- Data under study
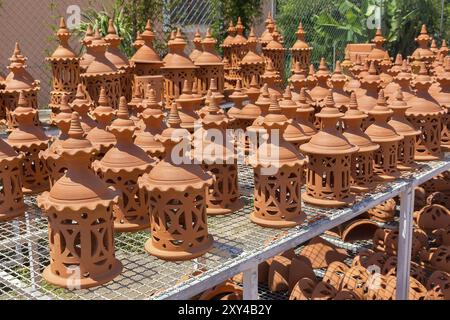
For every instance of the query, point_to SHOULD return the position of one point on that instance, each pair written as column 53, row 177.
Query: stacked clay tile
column 178, row 67
column 426, row 115
column 120, row 168
column 217, row 156
column 278, row 169
column 252, row 63
column 18, row 81
column 210, row 66
column 362, row 161
column 301, row 51
column 65, row 69
column 29, row 139
column 119, row 60
column 11, row 196
column 100, row 138
column 102, row 73
column 177, row 193
column 79, row 211
column 152, row 117
column 329, row 162
column 382, row 133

- What you should do
Output nothing but an exact retyping of the material, pictures excluded.

- Result
For every instance of the query, point_to SHOULD return the position of one point on that instance, each pair written as column 53, row 177.
Query: stacked clay tile
column 178, row 67
column 426, row 115
column 120, row 168
column 217, row 156
column 278, row 169
column 252, row 63
column 18, row 81
column 210, row 66
column 362, row 161
column 301, row 51
column 65, row 69
column 29, row 139
column 119, row 60
column 11, row 196
column 100, row 138
column 102, row 73
column 177, row 193
column 79, row 211
column 152, row 117
column 329, row 162
column 382, row 133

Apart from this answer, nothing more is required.